---------- Testo dato ----------
E L’ITALIA? CI SONO ALLEVAMENTI di visoni? La risposta è sì. La Lav, la Lega Italiana Antivivisezione, come anche l’associazione Essere animali, ha iniziato a monitorare scrupolosamente la situazione diversi mesi fa: la prima circolare del Ministero della Salute che dispone l’avvio di una indagine epidemiologica sugli animali con sintomi viene pubblicata a maggio, dopo che proprio l’associazione animalista aveva fatto presente con una lettera quanto stava succedendo in Olanda. Ed è sempre la Lav, e non il Ministero della Salute o dell’Agricoltura, a diffondere il 27 ottobre la notizia del primo caso italiano: almeno due campioni risultano positivi al Coronavirus, prelevati in uno degli otto allevamenti attivi in Italia, che sono tre in Lombardia, due in Veneto, due in Emilia-Romagna e uno in Abruzzo, per un totale di circa 60 mila visoni.

L’ASSOCIAZIONE E’ RIUSCITA A RICAVARE questa informazione con un metodo quasi investigativo: inoltrando una lunga serie di istanze di accesso agli atti al Ministero della Salute, al Comitato Tecnico Scientifico, alle regioni interessate dagli allevamenti e facendo la quadra delle risposte ricevute. Da un documento trasmesso dalla regione Lombardia ci si è potuti accorgere che in una struttura della provincia di Cremona tra il mese di agosto e di settembre erano stati effettuati dei test diagnostici, il che significava che erano presenti animali con sintomi. Con ulteriori verifiche e richieste degli esiti dei test all’IZS, l’Istituto di Zooprofilassi Sperimentale, si è dedotto che vi erano due positività in uno dei due allevamenti della provincia di Cremona.
----------
# Compiti da svolgere
[1] Quanti allevamenti di visoni attivi ci sono in Italia secondo il testo sugli allevamenti di visoni, e in quali regioni si trovano?
[2] Continua il testo sugli allevamenti di visoni in Italia a partire dall'ultima frase riportata.
---------- Materiale fornito ----------
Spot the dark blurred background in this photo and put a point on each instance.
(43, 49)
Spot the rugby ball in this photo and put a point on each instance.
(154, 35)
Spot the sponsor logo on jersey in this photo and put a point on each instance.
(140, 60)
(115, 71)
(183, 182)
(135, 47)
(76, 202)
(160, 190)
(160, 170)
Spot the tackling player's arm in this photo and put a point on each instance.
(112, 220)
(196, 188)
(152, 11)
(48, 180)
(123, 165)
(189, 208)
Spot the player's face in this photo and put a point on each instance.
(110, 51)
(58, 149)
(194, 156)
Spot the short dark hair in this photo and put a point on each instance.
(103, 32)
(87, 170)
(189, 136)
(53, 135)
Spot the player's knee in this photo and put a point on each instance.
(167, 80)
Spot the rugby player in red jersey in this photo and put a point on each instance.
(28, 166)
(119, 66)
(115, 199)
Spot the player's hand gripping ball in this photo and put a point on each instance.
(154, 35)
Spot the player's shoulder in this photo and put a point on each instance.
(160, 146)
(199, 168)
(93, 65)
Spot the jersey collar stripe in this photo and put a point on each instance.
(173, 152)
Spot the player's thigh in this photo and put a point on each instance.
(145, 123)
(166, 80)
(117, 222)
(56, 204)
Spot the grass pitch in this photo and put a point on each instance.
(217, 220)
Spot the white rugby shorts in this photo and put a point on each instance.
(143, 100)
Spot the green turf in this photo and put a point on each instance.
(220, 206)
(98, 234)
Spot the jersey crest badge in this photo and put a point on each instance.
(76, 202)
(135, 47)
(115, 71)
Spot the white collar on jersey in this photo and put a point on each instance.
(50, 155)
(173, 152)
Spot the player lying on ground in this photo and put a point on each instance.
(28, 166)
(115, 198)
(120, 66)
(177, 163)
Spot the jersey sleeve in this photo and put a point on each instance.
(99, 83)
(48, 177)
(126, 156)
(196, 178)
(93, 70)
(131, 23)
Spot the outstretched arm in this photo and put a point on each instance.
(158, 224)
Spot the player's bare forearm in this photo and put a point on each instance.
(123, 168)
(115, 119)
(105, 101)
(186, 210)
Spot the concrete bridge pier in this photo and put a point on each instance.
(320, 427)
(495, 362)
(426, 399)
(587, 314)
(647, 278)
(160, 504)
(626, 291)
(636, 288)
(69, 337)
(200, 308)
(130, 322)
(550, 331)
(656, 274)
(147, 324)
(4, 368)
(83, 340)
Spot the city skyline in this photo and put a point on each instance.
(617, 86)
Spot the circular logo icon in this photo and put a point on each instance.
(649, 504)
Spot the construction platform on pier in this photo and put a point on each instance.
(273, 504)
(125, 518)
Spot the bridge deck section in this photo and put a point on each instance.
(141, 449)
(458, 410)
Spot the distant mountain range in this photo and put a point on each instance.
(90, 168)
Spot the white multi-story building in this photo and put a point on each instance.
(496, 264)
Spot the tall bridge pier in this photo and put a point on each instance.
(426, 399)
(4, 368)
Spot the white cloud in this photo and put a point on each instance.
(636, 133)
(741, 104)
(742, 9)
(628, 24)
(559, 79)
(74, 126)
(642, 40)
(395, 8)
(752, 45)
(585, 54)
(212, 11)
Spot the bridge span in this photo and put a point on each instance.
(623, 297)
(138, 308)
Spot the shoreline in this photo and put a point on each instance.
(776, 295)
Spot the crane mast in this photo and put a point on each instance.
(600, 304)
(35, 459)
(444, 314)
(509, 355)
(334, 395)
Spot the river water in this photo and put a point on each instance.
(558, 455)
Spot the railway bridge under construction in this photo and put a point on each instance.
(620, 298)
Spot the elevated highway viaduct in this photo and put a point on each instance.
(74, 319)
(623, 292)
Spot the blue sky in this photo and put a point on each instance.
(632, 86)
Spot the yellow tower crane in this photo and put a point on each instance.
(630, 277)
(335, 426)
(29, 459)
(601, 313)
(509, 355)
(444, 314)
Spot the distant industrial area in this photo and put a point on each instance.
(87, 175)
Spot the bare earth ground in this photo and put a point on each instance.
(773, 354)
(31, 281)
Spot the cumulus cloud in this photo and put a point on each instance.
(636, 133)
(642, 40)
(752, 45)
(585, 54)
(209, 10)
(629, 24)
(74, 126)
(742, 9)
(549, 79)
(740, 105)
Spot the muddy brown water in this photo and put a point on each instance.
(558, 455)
----------
# Soluzioni degli esercizi
[1] Otto: tre in Lombardia, due in Veneto, due in Emilia-Romagna e uno in Abruzzo.

[2]
LA LAV ACCUSA LE ISTITUZIONI DI SILENZIO e di inerzia, in quanto non ha dato notizia dei visoni infetti da SARS-CoV-2 scoperti già ad agosto, e di cui ancora oggi non è resa pubblica la localizzazione specifica. Simone Pavesi, responsabile Lav dell’Area Moda Animal Free che sta seguendo la vicenda, non si capacita di come non sia stato reso pubblico un dato così importante per i cittadini, che hanno il diritto di sapere se magari a pochi chilometri di distanza si possa trovare un rischio potenziale di contagio. Inoltre quello che non si spiega è perché in seguito a queste conclamate positività non sia stato avviato uno screening più rigoroso, con test diagnostici in tutti gli allevamenti di visoni, come è stato fatto in Olanda e Danimarca, permettendo di scoprire dei focolai anche in allevamenti dove gli animali non presentavano sintomi.

IL MINISTERO DELLA SALUTE E LE REGIONI interessate stanno invece continuando a limitarsi all’osservazione clinica degli animali: ovvero il test diagnostico viene eseguito solo nel caso in cui vi sia un incremento della mortalità o vengano riscontrate negli animali vivi alterazioni delle funzionalità respiratorie o gastroenteriche o con altri segni clinici riconducibili ad infezione da SARS-CoV-2. Questo viene giudicato irresponsabile dalla Lav in quanto è una evidenza scientifica già ampiamente documentata nei focolai di allevamenti olandesi che i visoni possono essere portatori del virus in modalità asintomatica.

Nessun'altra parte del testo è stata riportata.